[Extracted data entries]
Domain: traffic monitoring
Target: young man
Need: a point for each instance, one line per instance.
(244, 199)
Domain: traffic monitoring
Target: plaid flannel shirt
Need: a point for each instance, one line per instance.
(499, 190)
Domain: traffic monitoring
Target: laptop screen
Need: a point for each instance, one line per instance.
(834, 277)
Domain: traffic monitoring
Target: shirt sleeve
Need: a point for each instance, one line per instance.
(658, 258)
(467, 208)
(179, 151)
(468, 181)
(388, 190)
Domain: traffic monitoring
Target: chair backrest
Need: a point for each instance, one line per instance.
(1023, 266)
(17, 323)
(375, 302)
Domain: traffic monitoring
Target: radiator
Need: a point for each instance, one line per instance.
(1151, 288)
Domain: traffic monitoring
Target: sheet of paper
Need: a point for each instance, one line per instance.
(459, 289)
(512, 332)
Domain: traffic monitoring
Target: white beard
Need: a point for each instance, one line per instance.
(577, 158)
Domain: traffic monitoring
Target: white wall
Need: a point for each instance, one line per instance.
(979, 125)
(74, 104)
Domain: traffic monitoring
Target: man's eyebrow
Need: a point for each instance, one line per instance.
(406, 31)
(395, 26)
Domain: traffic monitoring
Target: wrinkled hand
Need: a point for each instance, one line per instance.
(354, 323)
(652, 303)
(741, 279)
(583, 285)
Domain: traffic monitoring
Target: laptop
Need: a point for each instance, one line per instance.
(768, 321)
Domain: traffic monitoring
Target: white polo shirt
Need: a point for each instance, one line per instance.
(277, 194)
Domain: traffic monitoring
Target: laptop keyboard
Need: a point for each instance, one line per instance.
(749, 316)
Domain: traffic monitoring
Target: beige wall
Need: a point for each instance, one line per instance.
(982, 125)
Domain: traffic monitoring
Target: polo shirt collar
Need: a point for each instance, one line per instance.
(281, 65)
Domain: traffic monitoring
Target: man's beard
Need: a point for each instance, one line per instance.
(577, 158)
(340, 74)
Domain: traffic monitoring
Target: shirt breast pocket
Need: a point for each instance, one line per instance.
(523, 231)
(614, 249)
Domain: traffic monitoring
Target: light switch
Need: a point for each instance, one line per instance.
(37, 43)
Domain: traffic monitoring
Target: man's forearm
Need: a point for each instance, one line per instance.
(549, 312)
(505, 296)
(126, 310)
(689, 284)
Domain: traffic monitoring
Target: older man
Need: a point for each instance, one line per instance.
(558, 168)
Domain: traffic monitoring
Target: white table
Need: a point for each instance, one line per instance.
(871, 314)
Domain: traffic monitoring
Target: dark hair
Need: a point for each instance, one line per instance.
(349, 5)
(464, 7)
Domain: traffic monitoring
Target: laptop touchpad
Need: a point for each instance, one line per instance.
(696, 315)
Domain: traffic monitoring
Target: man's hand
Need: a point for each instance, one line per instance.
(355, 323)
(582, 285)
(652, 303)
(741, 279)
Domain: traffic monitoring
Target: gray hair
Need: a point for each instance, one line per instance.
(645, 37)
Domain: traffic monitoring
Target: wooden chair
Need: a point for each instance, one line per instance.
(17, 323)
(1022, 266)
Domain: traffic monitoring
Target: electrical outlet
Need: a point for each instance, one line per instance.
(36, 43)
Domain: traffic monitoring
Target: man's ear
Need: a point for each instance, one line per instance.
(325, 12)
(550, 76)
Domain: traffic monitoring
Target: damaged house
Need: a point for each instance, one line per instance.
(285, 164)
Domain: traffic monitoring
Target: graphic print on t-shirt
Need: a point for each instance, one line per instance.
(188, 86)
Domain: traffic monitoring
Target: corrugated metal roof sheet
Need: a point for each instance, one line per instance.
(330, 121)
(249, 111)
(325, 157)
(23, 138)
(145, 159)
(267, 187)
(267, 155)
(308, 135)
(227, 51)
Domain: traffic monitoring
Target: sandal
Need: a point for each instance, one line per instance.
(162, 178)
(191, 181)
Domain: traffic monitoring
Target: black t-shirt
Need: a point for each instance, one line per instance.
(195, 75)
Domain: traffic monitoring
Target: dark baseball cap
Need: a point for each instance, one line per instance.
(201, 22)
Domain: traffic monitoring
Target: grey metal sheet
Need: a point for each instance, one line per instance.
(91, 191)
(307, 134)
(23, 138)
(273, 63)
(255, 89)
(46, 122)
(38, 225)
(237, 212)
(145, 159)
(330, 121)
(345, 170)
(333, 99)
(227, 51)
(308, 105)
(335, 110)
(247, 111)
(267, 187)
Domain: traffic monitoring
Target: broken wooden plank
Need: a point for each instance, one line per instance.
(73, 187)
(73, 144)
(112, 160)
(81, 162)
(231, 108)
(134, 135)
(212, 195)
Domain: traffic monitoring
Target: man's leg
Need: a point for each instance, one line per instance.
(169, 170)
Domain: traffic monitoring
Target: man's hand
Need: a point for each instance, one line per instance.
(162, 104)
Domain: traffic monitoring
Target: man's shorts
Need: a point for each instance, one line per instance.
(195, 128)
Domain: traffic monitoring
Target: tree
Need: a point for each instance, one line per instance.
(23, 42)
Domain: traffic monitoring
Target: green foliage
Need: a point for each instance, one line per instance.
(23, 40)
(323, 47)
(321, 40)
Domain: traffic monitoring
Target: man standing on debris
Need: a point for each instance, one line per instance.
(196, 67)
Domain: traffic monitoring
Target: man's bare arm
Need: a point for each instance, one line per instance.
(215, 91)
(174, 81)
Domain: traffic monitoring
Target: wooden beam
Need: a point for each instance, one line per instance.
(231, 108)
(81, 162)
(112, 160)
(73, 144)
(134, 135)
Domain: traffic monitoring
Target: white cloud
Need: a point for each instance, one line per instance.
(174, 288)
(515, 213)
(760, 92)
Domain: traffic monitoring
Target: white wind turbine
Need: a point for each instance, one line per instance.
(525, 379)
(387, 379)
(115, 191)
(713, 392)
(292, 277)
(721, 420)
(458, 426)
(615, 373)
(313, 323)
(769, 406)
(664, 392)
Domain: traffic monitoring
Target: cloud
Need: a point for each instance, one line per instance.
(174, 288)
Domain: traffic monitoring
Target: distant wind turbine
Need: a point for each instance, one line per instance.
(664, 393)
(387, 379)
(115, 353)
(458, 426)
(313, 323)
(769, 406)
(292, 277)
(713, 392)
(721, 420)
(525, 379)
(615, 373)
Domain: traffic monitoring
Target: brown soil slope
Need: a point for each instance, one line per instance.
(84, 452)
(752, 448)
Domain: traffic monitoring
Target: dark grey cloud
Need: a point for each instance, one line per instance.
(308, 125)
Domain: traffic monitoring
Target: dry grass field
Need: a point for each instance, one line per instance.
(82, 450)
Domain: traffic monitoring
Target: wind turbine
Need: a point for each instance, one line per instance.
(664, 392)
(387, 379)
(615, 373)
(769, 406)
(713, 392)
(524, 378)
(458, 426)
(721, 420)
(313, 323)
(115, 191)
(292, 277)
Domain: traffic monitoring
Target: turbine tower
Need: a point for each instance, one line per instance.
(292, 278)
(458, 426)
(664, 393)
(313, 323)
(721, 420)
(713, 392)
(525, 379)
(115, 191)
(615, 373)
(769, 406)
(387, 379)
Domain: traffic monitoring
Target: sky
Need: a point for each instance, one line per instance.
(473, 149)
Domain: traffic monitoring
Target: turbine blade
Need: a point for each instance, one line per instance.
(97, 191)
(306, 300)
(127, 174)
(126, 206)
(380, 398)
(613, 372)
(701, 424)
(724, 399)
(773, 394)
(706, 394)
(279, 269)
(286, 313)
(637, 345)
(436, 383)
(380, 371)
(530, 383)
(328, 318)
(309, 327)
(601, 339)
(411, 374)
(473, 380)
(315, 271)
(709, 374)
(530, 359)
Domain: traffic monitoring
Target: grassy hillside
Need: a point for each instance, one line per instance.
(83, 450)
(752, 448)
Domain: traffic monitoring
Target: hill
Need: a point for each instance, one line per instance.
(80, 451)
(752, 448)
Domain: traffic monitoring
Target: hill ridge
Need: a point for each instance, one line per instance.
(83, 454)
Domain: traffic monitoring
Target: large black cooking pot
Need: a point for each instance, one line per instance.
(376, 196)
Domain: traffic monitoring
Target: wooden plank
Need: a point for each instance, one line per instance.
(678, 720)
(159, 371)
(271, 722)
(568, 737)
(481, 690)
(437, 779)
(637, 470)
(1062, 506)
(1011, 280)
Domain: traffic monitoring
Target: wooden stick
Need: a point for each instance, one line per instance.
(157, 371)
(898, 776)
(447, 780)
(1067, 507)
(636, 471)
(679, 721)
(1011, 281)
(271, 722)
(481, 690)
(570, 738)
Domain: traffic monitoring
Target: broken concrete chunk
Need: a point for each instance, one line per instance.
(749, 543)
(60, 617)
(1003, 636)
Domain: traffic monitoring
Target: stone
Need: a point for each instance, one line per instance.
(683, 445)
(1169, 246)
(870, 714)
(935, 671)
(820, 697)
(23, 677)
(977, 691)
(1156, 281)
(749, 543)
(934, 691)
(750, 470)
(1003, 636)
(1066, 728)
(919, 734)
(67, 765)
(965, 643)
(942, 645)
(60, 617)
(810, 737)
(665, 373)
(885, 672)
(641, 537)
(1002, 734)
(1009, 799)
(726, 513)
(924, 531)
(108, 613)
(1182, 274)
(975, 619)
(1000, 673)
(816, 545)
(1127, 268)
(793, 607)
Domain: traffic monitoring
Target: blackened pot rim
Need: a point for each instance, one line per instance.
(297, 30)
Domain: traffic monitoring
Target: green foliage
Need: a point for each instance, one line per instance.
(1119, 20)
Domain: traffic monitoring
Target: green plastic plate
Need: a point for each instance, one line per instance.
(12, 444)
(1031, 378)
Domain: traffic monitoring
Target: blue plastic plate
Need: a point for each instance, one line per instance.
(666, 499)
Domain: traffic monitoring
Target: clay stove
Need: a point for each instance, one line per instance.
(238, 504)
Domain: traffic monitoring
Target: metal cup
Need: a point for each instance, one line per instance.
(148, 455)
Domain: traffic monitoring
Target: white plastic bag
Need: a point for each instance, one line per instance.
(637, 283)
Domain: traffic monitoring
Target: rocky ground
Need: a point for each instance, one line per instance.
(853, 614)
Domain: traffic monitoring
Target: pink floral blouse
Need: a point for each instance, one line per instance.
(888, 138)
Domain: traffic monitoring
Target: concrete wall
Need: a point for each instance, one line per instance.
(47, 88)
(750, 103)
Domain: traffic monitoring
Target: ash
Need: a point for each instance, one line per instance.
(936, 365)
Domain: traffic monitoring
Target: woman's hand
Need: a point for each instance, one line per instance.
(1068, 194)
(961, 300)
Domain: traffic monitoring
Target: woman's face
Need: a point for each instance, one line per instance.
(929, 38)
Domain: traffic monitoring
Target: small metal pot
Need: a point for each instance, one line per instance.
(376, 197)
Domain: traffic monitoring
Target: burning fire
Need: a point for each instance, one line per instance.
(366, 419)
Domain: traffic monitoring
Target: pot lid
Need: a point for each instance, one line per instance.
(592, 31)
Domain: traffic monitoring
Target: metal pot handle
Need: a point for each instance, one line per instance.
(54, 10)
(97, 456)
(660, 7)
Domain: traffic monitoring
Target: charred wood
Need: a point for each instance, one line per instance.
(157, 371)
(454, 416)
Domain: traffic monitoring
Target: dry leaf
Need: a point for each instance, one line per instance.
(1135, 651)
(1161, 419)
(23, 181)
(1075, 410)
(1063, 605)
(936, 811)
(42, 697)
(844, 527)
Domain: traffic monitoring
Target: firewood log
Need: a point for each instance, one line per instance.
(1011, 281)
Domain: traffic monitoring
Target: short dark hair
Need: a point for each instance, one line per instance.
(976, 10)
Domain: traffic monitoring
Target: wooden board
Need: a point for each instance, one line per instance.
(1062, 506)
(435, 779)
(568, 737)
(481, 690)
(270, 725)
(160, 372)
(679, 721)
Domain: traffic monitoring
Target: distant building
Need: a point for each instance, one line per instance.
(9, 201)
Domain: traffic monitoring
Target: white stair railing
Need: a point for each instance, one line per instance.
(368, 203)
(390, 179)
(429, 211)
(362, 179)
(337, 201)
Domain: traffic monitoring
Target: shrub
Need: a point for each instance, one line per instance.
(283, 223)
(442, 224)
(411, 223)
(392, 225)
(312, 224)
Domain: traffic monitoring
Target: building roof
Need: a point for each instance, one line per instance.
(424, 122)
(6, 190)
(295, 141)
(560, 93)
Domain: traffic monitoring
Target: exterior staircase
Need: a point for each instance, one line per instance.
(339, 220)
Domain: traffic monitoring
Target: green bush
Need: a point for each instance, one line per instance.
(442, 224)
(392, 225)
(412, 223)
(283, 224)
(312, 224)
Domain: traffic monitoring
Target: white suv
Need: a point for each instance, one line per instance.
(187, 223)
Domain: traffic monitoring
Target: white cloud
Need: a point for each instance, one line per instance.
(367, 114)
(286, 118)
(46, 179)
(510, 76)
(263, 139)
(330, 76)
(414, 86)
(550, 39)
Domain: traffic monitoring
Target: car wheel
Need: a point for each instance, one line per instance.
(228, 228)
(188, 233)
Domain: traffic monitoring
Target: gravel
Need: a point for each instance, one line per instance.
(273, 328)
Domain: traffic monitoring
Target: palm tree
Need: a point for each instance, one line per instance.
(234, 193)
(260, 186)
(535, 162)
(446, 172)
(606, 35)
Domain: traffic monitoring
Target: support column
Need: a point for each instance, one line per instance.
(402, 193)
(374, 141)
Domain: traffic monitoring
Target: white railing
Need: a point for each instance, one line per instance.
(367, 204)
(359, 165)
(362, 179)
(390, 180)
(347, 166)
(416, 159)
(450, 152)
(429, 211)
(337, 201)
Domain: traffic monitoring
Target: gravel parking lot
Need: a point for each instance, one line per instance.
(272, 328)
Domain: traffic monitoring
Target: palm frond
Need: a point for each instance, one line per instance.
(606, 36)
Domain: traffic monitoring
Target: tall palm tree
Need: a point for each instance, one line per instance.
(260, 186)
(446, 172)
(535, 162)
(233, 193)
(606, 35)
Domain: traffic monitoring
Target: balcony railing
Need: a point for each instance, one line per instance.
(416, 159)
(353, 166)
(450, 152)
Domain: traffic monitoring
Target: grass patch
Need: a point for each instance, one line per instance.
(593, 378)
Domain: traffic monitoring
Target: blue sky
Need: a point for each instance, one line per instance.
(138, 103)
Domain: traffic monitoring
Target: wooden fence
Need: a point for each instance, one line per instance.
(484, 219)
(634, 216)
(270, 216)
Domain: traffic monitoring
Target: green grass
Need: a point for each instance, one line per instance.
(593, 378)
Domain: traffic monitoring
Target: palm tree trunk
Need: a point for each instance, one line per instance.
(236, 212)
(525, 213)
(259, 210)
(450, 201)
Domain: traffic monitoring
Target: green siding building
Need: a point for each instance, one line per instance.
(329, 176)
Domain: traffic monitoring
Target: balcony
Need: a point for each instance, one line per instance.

» **INSTRUCTIONS FOR THE TASK**
Among the records above, which lines hold the word "polo"? Copy each one.

» **RESPONSE BELOW**
Target: white polo shirt
Target: polo shirt collar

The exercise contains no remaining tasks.